▸ PROBLEM TO SOLVE: Render every line of the data below as one string in a JSON list, leaving out blank lines.

START EXCERPTED DATA

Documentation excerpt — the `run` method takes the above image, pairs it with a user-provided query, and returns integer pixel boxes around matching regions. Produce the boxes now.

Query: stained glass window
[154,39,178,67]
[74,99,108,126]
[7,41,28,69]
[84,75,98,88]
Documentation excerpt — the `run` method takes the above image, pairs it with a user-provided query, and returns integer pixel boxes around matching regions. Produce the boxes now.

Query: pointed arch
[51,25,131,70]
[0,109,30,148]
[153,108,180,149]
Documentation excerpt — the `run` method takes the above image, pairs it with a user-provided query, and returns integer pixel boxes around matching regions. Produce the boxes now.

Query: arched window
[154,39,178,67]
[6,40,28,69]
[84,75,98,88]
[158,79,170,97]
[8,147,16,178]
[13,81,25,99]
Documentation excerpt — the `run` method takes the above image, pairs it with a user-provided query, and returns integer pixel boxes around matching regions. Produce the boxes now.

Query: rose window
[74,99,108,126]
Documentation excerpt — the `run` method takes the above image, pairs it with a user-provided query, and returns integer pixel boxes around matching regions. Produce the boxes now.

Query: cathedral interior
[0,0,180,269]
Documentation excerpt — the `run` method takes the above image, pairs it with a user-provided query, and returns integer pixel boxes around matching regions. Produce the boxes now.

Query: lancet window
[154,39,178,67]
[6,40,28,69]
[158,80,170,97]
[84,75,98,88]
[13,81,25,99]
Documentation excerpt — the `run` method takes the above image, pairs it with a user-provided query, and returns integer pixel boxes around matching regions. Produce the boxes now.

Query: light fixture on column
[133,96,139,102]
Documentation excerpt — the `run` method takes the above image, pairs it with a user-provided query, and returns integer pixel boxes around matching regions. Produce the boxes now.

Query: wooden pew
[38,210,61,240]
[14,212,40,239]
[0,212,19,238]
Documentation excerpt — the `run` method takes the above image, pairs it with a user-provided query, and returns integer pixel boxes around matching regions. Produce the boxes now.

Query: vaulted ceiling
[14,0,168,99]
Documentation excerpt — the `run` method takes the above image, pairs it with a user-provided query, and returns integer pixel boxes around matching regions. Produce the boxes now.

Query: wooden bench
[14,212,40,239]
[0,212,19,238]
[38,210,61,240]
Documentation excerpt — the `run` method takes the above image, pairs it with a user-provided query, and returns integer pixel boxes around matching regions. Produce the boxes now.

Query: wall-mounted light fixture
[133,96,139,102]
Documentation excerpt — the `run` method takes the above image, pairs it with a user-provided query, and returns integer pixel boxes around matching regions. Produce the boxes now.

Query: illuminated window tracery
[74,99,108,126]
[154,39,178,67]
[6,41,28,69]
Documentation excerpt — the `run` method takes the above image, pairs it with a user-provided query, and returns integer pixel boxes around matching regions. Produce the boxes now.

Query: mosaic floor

END EXCERPTED DATA

▸ SOLUTION TO THIS PROBLEM:
[
  "Documentation excerpt — the `run` method takes the above image, pairs it with a user-provided query, and returns integer pixel boxes around matching regions. Produce the boxes now.",
  "Query: stained glass window",
  "[154,39,178,67]",
  "[74,99,108,126]",
  "[7,41,28,69]",
  "[84,75,98,88]",
  "Documentation excerpt — the `run` method takes the above image, pairs it with a user-provided query, and returns integer pixel boxes around matching regions. Produce the boxes now.",
  "Query: pointed arch",
  "[51,25,131,70]",
  "[0,109,30,148]",
  "[153,108,180,149]",
  "Documentation excerpt — the `run` method takes the above image, pairs it with a user-provided query, and returns integer pixel boxes around matching regions. Produce the boxes now.",
  "Query: arched window",
  "[154,39,178,67]",
  "[6,40,28,69]",
  "[84,75,98,88]",
  "[158,79,170,97]",
  "[8,147,16,178]",
  "[13,81,25,99]",
  "Documentation excerpt — the `run` method takes the above image, pairs it with a user-provided query, and returns integer pixel boxes around matching regions. Produce the boxes now.",
  "Query: rose window",
  "[74,99,108,126]",
  "Documentation excerpt — the `run` method takes the above image, pairs it with a user-provided query, and returns integer pixel boxes around matching regions. Produce the boxes now.",
  "Query: cathedral interior",
  "[0,0,180,269]",
  "Documentation excerpt — the `run` method takes the above image, pairs it with a user-provided query, and returns integer pixel boxes around matching regions. Produce the boxes now.",
  "Query: lancet window",
  "[154,39,178,67]",
  "[6,40,28,69]",
  "[158,80,170,97]",
  "[84,75,98,88]",
  "[13,81,25,99]",
  "Documentation excerpt — the `run` method takes the above image, pairs it with a user-provided query, and returns integer pixel boxes around matching regions. Produce the boxes now.",
  "Query: light fixture on column",
  "[133,96,139,102]",
  "Documentation excerpt — the `run` method takes the above image, pairs it with a user-provided query, and returns integer pixel boxes around matching regions. Produce the boxes now.",
  "Query: wooden pew",
  "[38,210,61,240]",
  "[14,212,40,239]",
  "[0,212,19,238]",
  "Documentation excerpt — the `run` method takes the above image, pairs it with a user-provided query, and returns integer pixel boxes around matching regions. Produce the boxes now.",
  "Query: vaulted ceiling",
  "[14,0,168,99]",
  "Documentation excerpt — the `run` method takes the above image, pairs it with a user-provided query, and returns integer pixel boxes around matching regions. Produce the boxes now.",
  "Query: wooden bench",
  "[14,212,40,239]",
  "[0,212,19,238]",
  "[38,210,61,240]",
  "Documentation excerpt — the `run` method takes the above image, pairs it with a user-provided query, and returns integer pixel boxes around matching regions. Produce the boxes now.",
  "Query: wall-mounted light fixture",
  "[133,96,139,102]",
  "Documentation excerpt — the `run` method takes the above image, pairs it with a user-provided query, and returns integer pixel boxes around matching regions. Produce the boxes now.",
  "Query: illuminated window tracery",
  "[74,99,108,126]",
  "[154,39,178,67]",
  "[6,41,28,69]",
  "Documentation excerpt — the `run` method takes the above image, pairs it with a user-provided query, and returns integer pixel boxes around matching regions. Produce the boxes now.",
  "Query: mosaic floor"
]